[Records from a point labeling set]

+===+

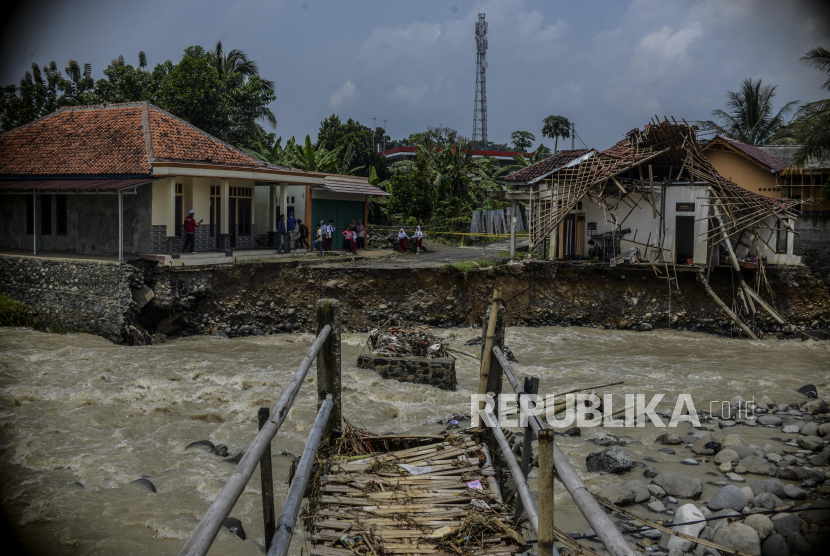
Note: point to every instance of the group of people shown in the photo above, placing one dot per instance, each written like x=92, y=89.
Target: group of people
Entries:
x=354, y=236
x=417, y=237
x=292, y=232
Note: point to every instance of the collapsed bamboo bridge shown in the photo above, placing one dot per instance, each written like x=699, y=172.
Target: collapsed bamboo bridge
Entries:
x=377, y=495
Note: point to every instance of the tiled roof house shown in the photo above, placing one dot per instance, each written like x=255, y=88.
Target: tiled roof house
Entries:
x=120, y=178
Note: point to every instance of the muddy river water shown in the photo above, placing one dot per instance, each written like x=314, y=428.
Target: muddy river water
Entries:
x=82, y=418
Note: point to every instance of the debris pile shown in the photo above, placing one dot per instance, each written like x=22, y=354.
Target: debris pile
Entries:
x=389, y=341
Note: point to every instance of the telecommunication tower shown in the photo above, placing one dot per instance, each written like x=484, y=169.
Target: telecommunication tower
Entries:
x=480, y=107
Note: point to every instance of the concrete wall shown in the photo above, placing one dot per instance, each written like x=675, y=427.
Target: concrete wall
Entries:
x=92, y=224
x=88, y=295
x=641, y=220
x=743, y=171
x=438, y=372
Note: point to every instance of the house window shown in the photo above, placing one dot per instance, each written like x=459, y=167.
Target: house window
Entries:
x=244, y=203
x=215, y=211
x=179, y=211
x=61, y=215
x=30, y=209
x=781, y=240
x=46, y=215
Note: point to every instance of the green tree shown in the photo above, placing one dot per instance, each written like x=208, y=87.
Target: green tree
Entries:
x=556, y=127
x=413, y=194
x=750, y=116
x=811, y=125
x=318, y=159
x=193, y=91
x=356, y=143
x=522, y=140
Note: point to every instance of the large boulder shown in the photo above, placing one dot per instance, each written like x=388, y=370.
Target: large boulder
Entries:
x=617, y=494
x=727, y=455
x=686, y=512
x=610, y=460
x=775, y=545
x=641, y=493
x=730, y=497
x=740, y=537
x=786, y=524
x=756, y=465
x=762, y=525
x=678, y=484
x=706, y=445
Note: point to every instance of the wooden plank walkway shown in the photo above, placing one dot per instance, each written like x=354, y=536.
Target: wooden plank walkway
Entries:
x=437, y=499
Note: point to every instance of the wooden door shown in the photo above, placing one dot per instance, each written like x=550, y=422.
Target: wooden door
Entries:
x=684, y=239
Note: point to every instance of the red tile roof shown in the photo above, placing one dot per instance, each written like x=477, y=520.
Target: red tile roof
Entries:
x=361, y=188
x=110, y=139
x=546, y=166
x=752, y=151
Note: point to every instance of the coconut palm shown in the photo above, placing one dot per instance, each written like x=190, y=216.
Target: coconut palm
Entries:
x=556, y=127
x=811, y=125
x=750, y=116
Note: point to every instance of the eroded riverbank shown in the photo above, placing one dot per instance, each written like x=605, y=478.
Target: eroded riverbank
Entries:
x=77, y=408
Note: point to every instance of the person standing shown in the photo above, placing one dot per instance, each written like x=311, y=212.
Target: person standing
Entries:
x=291, y=227
x=418, y=236
x=361, y=235
x=303, y=235
x=402, y=241
x=330, y=235
x=190, y=226
x=282, y=231
x=319, y=241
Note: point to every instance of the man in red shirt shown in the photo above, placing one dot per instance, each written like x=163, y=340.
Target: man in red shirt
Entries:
x=190, y=226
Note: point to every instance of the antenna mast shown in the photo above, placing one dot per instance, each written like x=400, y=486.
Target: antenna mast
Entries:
x=480, y=106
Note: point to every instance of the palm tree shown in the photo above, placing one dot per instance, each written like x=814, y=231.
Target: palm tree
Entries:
x=236, y=61
x=811, y=125
x=750, y=116
x=556, y=127
x=315, y=160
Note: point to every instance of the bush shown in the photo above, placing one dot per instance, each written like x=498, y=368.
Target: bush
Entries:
x=14, y=313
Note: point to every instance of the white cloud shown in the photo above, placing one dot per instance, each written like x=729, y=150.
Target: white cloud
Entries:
x=410, y=94
x=388, y=43
x=664, y=51
x=530, y=27
x=346, y=92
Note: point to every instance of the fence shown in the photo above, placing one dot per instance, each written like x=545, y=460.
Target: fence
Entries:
x=326, y=350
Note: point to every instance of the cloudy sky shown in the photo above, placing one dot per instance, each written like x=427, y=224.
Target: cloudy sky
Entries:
x=607, y=65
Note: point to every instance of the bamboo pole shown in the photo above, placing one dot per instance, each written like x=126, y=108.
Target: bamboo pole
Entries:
x=516, y=470
x=527, y=450
x=202, y=536
x=288, y=519
x=484, y=374
x=608, y=534
x=546, y=493
x=724, y=308
x=267, y=480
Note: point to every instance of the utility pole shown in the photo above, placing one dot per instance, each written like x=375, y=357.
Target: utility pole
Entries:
x=480, y=104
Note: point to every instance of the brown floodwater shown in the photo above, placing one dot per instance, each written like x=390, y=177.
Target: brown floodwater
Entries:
x=78, y=410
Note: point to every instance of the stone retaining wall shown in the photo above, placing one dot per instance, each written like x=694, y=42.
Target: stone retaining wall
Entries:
x=438, y=372
x=94, y=296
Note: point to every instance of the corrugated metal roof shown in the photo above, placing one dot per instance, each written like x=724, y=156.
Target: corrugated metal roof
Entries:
x=360, y=188
x=71, y=184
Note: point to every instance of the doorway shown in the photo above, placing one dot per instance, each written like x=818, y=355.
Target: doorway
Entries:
x=684, y=241
x=232, y=220
x=568, y=236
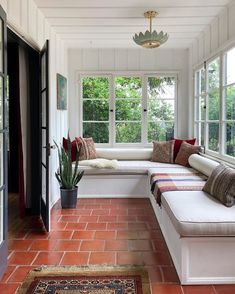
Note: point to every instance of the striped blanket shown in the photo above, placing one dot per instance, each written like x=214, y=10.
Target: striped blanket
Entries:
x=162, y=182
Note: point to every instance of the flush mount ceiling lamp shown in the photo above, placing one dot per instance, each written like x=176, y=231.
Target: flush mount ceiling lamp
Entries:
x=150, y=39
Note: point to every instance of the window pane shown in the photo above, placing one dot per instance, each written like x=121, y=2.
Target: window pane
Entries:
x=1, y=217
x=200, y=108
x=213, y=136
x=98, y=131
x=128, y=132
x=230, y=139
x=95, y=87
x=128, y=87
x=199, y=129
x=96, y=110
x=1, y=45
x=203, y=80
x=213, y=74
x=196, y=85
x=128, y=109
x=202, y=134
x=229, y=67
x=160, y=131
x=161, y=87
x=230, y=103
x=213, y=101
x=1, y=102
x=160, y=110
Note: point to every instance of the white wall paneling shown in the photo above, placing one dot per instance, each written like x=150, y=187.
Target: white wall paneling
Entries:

+===+

Can you repeat the lines from the start of the records through the line holding "x=480, y=107", inclusive, leaving the pictures out?

Expected answer:
Note: point to every instance of the group of people shown in the photo above, placing one dot per instance, each written like x=92, y=89.
Target: group of people
Entries:
x=354, y=236
x=417, y=237
x=292, y=232
Note: point to every instance of the collapsed bamboo bridge shown in the photo above, placing one dot per instance, each written like x=699, y=172.
Target: collapsed bamboo bridge
Entries:
x=377, y=495
Note: point to every instance of the tiled roof house shown in the photo above, placing one dot per instance, each written like x=255, y=88.
Target: tiled roof house
Entries:
x=120, y=178
Note: point to every instance of the muddy river water shown in the photo above, placing one dot per instance, each written like x=314, y=428.
Target: muddy river water
Entries:
x=82, y=418
Note: point to every instance of the debris pile shown in the photo above, placing one dot per instance, each written like x=22, y=354.
Target: debris pile
Entries:
x=389, y=341
Note: point to every instance of the telecommunication tower shown in the photo above, placing one dot per instance, each written like x=484, y=169.
Target: telecommunication tower
Entries:
x=480, y=107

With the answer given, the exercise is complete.